__DATA FOR THE TASK__.

##############################

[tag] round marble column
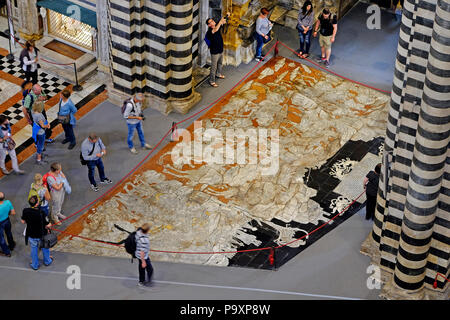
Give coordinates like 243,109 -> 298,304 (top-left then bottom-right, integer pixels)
393,0 -> 450,293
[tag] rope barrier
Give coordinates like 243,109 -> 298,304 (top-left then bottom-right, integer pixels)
49,190 -> 365,257
9,34 -> 83,90
29,38 -> 391,261
277,41 -> 392,94
433,273 -> 450,288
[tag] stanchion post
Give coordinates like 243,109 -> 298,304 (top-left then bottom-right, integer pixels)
6,4 -> 14,61
274,40 -> 279,58
72,62 -> 83,92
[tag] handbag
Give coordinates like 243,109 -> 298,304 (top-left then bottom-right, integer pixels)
39,209 -> 57,249
57,100 -> 70,124
4,137 -> 16,151
80,141 -> 97,166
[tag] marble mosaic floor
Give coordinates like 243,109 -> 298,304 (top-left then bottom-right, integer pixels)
55,56 -> 389,269
0,48 -> 108,175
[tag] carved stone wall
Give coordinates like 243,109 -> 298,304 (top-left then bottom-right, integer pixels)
17,0 -> 43,40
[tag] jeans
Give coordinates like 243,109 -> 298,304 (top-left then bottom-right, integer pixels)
138,257 -> 154,283
87,158 -> 106,187
36,133 -> 45,155
255,33 -> 271,58
298,29 -> 312,54
127,122 -> 145,149
209,53 -> 223,84
0,148 -> 19,172
29,237 -> 52,270
62,123 -> 76,145
0,218 -> 13,255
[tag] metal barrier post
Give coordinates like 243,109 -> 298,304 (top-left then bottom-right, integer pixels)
72,62 -> 83,92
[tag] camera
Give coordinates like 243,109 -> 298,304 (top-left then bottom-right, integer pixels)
140,113 -> 146,121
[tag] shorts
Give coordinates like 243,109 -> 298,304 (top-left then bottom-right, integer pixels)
319,34 -> 333,50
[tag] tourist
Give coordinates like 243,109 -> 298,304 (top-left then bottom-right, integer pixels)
29,173 -> 51,218
0,192 -> 16,257
0,115 -> 24,175
313,8 -> 338,68
364,163 -> 381,220
81,133 -> 112,192
205,12 -> 230,87
255,8 -> 273,62
21,195 -> 53,270
22,84 -> 48,126
123,93 -> 153,154
46,162 -> 69,224
31,101 -> 49,165
58,89 -> 77,150
297,1 -> 315,59
135,223 -> 153,287
20,40 -> 40,89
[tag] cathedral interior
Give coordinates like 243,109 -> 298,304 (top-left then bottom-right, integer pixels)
0,0 -> 448,303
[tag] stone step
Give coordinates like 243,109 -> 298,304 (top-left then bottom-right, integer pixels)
32,36 -> 98,84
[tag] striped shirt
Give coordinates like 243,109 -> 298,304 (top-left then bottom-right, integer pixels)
135,230 -> 150,259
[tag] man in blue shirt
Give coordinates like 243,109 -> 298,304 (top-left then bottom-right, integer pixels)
81,133 -> 112,192
0,192 -> 16,256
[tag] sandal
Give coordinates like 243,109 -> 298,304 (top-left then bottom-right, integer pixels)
297,51 -> 303,58
217,75 -> 225,79
302,53 -> 309,59
209,82 -> 218,87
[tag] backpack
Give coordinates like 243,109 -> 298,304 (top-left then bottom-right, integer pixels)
22,89 -> 33,108
121,99 -> 134,115
204,34 -> 211,48
124,229 -> 145,262
42,172 -> 55,192
28,186 -> 39,202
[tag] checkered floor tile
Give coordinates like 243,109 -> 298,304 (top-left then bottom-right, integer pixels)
0,54 -> 71,124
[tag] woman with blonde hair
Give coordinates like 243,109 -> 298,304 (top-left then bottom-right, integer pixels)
29,173 -> 51,218
32,101 -> 50,165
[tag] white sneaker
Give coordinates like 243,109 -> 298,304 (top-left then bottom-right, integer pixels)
1,168 -> 9,175
57,213 -> 67,219
143,144 -> 153,150
130,147 -> 138,154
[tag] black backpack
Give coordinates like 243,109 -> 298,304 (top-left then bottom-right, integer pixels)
124,231 -> 138,257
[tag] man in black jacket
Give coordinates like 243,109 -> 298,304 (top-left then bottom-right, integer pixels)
21,196 -> 53,270
363,163 -> 381,220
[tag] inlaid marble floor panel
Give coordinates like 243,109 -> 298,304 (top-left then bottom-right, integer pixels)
54,56 -> 390,269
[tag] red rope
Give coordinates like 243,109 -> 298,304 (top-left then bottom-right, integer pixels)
277,41 -> 391,94
175,40 -> 279,127
10,35 -> 75,66
39,39 -> 391,256
50,191 -> 365,255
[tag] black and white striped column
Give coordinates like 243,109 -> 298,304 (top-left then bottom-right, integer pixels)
108,0 -> 200,114
363,0 -> 449,299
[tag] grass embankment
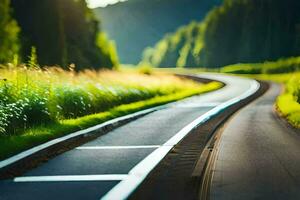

##############################

__WHAT TO PRODUCE__. Make an exact copy of every record, pictures excluded.

__SOLUTION__.
[tag] round marble column
Give coordinates like 243,109 -> 298,304 (top-left then bottom-right, integer pixels)
393,0 -> 450,293
[tag] rope barrier
Give coordinates like 243,109 -> 298,304 (top-left then bottom-right, integer pixels)
49,190 -> 365,257
9,34 -> 83,90
29,38 -> 391,261
277,41 -> 392,94
433,273 -> 450,288
[tag] stanchion post
Give coordinates like 243,109 -> 298,304 (top-left then bottom-right, integer pixels)
6,4 -> 14,61
274,40 -> 279,58
72,62 -> 83,92
[tag] handbag
Give coordinates like 243,109 -> 298,304 (top-left then bottom-right, integer pixels)
39,209 -> 57,249
57,100 -> 70,124
4,137 -> 16,151
80,141 -> 97,166
[tag] marble mosaic floor
Give coordinates like 243,109 -> 298,304 (top-left then bottom-right, integer pixels)
55,56 -> 389,269
0,48 -> 108,175
[tag] carved stone wall
Give coordinates like 243,109 -> 298,304 (top-left then bottom-right, integer pixels)
17,0 -> 43,40
[tag] jeans
Give coordinates like 243,109 -> 298,304 (top-left then bottom-right, integer pixels)
138,257 -> 154,283
87,158 -> 106,187
36,133 -> 45,155
255,33 -> 271,58
298,29 -> 312,54
127,122 -> 145,149
209,53 -> 223,84
0,148 -> 19,172
29,237 -> 52,270
62,123 -> 76,145
0,218 -> 13,255
[tag] metal barrier post
Give coordinates like 243,109 -> 298,304 (top-left then bottom-right, integer pixels)
72,62 -> 83,92
[tag] camera
Give coordinates like 243,109 -> 298,304 (top-left then bottom-right, integer pixels)
140,113 -> 146,121
[tag] shorts
Give coordinates like 243,109 -> 298,304 (top-left then bottom-right, integer pixels)
319,34 -> 333,50
[tag] tourist
Give coordinates like 243,109 -> 298,304 (top-left then bottom-right, integer pixels)
29,173 -> 51,218
0,192 -> 16,257
0,115 -> 24,175
313,8 -> 338,68
364,163 -> 381,220
81,133 -> 112,192
205,12 -> 230,87
255,8 -> 273,62
21,195 -> 53,270
22,84 -> 48,126
123,93 -> 153,154
46,162 -> 69,224
31,101 -> 49,165
58,89 -> 77,150
297,1 -> 315,59
135,223 -> 153,287
20,40 -> 40,89
[tag] cathedral interior
Give coordinates like 243,109 -> 298,304 (top-left then bottom-right, integer pixels)
0,0 -> 448,303
[tag] stone step
Give coordinates like 243,109 -> 298,304 (top-left then bottom-right, integer pixels)
32,36 -> 98,84
[tag] striped shirt
Give coordinates like 243,109 -> 298,304 (top-left then bottom-right, integer pixels)
135,230 -> 150,259
[tag] man in blue shirt
Give coordinates like 243,109 -> 298,304 (top-left then bottom-right, integer pixels)
81,133 -> 112,192
0,192 -> 16,256
[tag] sandal
Give coordinates like 243,109 -> 298,304 (top-left then bottom-right, integer pixels)
297,51 -> 303,58
217,75 -> 225,79
302,53 -> 309,59
209,82 -> 218,87
[tag] backpack
Give coordinates like 243,109 -> 298,304 (top-left then bottom-right, integer pixels)
22,89 -> 33,108
121,99 -> 134,115
204,34 -> 211,48
124,229 -> 145,262
42,172 -> 55,192
28,186 -> 39,202
[tag] checkered floor tile
Give coordinates like 243,109 -> 298,304 (top-left then bottom-right, integer pixels)
0,54 -> 71,124
[tag] woman with blonde hair
Give coordinates like 243,109 -> 298,304 (top-left then bottom-right, integer pixels)
29,173 -> 51,218
32,101 -> 50,165
[tag] white sneaker
Give coordinates like 243,109 -> 298,304 (top-left then bottom-right, integer pixels)
1,168 -> 9,175
57,213 -> 67,219
143,144 -> 153,150
130,147 -> 138,154
[tag] black backpack
Give coordinates like 243,109 -> 298,304 (top-left then bottom-right, integer pixels)
124,231 -> 138,257
[tag] man in black jacket
Give coordinates like 243,109 -> 298,304 (top-left then bottom-right, integer pixels)
21,196 -> 53,270
363,163 -> 381,220
[tag] inlaid marble floor panel
Give coordinates like 243,109 -> 298,304 (top-left then bottom-right, integer pixels)
54,56 -> 390,269
[tag] red rope
Give coordinates like 243,109 -> 298,304 (top-left then bottom-right, integer pixels)
277,41 -> 391,94
175,40 -> 279,127
10,35 -> 75,66
39,39 -> 391,256
50,191 -> 365,255
[tag] black and white striped column
Give coordinates like 243,109 -> 298,304 (top-left then bottom-right, integer pixels)
108,0 -> 200,114
363,0 -> 449,299
[tag] grass embankment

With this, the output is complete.